• WORK TO DO:
Return verbatim the run of lines that opens with the line holding "Where can you see the thick" and closes with the last line of the records.

━━━ RAW DATA

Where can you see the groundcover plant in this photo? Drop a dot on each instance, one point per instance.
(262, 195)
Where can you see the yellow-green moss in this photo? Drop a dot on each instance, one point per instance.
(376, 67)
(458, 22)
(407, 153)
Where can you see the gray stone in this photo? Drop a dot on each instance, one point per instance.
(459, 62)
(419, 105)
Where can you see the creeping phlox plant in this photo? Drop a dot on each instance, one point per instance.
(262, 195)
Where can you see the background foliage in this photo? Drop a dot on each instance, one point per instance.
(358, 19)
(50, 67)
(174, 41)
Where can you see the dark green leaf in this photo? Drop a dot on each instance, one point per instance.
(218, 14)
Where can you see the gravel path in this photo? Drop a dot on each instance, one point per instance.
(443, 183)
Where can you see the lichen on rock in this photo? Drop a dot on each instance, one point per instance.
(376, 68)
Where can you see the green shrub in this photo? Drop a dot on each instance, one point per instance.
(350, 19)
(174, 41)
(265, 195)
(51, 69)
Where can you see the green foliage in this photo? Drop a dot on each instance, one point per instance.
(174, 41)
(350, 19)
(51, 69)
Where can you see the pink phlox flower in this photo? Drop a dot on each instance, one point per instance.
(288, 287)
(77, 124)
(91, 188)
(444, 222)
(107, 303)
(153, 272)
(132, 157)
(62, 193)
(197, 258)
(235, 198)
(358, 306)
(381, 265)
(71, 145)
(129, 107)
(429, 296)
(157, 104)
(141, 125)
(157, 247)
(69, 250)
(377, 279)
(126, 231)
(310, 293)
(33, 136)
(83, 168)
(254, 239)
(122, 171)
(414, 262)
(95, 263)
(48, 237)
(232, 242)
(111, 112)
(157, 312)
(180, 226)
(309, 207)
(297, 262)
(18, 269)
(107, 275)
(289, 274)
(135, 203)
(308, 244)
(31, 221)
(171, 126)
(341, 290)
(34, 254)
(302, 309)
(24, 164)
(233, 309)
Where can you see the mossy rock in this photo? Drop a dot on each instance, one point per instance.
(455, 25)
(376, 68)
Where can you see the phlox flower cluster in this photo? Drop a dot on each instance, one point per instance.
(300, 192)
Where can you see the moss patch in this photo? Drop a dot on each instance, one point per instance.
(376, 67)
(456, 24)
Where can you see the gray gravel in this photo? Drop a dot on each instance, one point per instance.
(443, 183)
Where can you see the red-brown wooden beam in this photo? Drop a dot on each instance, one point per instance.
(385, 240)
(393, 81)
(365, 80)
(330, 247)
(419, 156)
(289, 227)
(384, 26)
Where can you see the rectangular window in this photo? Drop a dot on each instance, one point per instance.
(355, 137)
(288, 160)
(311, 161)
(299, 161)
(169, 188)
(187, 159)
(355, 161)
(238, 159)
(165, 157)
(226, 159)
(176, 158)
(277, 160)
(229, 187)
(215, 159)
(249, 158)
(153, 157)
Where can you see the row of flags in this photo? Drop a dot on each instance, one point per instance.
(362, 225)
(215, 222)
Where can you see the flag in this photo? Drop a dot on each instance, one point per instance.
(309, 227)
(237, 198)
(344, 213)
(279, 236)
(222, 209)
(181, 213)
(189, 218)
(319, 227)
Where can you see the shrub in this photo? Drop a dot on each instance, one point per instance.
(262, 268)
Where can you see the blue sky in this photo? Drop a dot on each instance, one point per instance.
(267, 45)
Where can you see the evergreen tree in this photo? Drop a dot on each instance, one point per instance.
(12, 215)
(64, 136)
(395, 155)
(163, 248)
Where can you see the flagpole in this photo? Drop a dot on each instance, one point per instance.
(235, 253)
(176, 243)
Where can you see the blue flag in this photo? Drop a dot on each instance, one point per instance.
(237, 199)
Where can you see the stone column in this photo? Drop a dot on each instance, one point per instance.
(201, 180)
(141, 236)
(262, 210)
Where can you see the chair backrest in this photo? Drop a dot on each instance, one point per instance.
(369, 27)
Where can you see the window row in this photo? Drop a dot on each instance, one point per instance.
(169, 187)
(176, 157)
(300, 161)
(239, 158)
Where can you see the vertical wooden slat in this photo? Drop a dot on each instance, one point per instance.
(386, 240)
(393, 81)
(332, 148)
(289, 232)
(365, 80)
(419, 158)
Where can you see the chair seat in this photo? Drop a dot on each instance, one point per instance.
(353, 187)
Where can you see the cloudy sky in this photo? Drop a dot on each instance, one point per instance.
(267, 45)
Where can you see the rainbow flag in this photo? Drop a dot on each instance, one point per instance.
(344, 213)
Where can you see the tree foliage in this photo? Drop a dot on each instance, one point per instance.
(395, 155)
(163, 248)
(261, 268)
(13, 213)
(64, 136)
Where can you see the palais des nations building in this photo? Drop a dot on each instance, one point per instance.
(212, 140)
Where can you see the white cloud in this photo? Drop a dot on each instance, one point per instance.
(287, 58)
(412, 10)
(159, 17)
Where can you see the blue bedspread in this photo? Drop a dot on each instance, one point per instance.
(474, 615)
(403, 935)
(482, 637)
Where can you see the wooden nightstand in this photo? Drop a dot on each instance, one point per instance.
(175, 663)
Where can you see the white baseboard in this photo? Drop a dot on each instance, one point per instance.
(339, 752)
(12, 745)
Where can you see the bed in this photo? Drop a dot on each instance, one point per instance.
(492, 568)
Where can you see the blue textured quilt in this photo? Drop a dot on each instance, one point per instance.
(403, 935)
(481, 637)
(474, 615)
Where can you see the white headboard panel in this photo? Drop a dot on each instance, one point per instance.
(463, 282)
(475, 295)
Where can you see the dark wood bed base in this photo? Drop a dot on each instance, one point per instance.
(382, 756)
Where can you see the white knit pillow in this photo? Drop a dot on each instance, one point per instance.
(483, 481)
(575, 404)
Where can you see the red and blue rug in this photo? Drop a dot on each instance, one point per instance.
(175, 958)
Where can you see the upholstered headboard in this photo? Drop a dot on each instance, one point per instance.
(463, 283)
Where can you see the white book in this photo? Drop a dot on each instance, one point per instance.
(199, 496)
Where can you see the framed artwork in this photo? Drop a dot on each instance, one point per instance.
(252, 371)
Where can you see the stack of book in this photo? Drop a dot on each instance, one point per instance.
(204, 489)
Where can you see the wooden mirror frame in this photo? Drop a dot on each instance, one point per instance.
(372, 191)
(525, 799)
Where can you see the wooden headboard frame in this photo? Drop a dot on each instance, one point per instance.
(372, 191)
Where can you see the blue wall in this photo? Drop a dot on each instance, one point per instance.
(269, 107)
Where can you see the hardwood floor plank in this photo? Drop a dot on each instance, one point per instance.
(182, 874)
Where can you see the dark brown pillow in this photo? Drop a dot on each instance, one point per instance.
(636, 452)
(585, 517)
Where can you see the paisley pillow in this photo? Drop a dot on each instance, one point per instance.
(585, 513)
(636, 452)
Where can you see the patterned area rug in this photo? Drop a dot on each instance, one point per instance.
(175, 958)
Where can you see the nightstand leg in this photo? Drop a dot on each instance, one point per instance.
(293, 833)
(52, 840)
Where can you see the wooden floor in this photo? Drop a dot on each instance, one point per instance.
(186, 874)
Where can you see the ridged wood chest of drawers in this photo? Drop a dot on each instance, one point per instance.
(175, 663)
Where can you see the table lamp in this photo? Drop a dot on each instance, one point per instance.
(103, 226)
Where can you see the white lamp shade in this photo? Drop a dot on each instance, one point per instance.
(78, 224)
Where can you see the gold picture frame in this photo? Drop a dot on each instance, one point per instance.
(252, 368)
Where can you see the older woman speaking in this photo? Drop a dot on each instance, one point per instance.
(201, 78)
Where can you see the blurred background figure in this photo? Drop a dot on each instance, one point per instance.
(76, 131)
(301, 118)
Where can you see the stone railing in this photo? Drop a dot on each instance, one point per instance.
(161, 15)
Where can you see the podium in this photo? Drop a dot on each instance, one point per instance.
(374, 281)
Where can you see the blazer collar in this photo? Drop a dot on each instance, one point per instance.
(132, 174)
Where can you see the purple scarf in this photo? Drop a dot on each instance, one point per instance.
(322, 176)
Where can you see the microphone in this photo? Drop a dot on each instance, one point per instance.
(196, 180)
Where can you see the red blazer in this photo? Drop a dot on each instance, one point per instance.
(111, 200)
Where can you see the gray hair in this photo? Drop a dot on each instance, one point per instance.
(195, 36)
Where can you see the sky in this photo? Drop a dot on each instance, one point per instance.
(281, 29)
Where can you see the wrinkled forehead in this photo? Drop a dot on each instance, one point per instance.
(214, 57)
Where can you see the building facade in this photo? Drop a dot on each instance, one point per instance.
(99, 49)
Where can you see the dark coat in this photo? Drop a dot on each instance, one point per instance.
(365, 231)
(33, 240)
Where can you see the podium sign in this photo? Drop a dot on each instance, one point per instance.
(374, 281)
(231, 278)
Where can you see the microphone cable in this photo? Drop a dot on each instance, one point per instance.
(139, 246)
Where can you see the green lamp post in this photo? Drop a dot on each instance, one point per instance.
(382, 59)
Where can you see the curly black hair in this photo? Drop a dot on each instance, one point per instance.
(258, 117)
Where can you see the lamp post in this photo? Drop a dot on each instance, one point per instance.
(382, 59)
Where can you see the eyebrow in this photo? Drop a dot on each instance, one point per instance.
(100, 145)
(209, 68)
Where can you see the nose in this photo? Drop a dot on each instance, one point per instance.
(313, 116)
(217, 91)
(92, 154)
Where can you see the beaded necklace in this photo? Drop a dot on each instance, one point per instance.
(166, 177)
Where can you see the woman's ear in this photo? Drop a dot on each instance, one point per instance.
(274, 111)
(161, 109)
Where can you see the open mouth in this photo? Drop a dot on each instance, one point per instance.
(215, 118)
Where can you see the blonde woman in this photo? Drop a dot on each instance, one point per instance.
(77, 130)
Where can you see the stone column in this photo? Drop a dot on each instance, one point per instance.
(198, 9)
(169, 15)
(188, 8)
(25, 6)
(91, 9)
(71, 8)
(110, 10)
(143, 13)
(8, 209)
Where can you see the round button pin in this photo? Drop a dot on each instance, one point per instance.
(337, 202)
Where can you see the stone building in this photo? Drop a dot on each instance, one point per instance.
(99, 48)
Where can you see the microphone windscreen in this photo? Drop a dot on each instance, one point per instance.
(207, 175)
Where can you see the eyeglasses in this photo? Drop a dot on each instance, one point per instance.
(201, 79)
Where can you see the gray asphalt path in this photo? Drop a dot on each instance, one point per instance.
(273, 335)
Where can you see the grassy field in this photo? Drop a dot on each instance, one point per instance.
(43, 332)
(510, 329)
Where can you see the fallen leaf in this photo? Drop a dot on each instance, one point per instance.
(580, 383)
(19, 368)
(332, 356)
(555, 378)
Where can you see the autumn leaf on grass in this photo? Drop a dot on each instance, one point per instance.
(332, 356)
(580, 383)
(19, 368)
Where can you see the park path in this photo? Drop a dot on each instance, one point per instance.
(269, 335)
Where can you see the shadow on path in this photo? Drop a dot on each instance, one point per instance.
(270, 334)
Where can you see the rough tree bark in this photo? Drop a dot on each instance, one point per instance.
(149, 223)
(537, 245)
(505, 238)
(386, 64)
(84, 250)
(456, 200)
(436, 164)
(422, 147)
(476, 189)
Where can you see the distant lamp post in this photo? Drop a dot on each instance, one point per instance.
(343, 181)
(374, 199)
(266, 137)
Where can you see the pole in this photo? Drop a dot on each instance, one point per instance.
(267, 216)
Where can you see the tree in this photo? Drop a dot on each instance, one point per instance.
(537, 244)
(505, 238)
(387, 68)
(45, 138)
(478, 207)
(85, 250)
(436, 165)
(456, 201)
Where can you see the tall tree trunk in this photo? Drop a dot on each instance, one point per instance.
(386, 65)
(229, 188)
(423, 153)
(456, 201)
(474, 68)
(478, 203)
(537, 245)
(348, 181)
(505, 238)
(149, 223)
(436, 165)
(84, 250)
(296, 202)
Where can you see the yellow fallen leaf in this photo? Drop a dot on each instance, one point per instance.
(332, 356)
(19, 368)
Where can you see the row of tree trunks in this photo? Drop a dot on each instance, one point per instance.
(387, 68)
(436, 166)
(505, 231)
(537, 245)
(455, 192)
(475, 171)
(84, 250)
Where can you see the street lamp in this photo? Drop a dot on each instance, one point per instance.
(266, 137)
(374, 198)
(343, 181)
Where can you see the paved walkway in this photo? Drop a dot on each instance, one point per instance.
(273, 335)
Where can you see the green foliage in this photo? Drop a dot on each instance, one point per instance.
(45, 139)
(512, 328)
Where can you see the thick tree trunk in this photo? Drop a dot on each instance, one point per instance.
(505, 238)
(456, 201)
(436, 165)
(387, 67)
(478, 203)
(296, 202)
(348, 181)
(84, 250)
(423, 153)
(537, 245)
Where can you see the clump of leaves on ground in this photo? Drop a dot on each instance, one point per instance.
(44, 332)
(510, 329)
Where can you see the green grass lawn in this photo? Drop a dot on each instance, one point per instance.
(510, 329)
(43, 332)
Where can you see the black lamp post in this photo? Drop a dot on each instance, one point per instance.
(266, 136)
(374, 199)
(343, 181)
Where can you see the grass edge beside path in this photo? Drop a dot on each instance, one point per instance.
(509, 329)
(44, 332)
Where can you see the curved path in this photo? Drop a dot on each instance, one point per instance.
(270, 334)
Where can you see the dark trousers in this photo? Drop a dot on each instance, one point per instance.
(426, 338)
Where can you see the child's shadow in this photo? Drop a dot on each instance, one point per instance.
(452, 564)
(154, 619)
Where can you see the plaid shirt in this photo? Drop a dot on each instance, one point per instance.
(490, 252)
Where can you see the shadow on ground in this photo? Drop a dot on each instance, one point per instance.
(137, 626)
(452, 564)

━━━━━━

• EXERCISE ANSWER:
Where can you see the thick tree trunk in this photo? Drop a dot on each instance, one point per instance.
(505, 238)
(456, 201)
(436, 165)
(387, 67)
(478, 203)
(296, 202)
(348, 181)
(84, 250)
(423, 153)
(537, 245)
Where can you see the clump of leaves on ground in this photo? Drop a dot on each instance, one point per instance.
(44, 332)
(510, 329)
Where can you see the green grass lawn in this photo? Drop a dot on each instance, one point per instance.
(510, 329)
(43, 332)
Where can you see the black lamp post in this photo? Drop a dot on each instance, one point per instance.
(266, 136)
(374, 199)
(343, 181)
Where can you see the grass edge beside path in this photo? Drop a dot on each instance, one point per instance.
(509, 329)
(44, 332)
Where can you see the curved path in this photo? Drop a dot on each instance, one point per instance.
(270, 334)
Where can you see the dark trousers in this photo? Drop a dot on each instance, one point per instance.
(426, 338)
Where can you see the child's shadow in this photo? Drop a dot on each instance, one point per instance.
(452, 564)
(154, 619)
Where can you see the plaid shirt in this photo? Drop a dot on each instance, one point per instance.
(490, 252)
Where can you see the shadow on ground in this photo? Drop a dot on each instance, one point per instance.
(137, 626)
(452, 564)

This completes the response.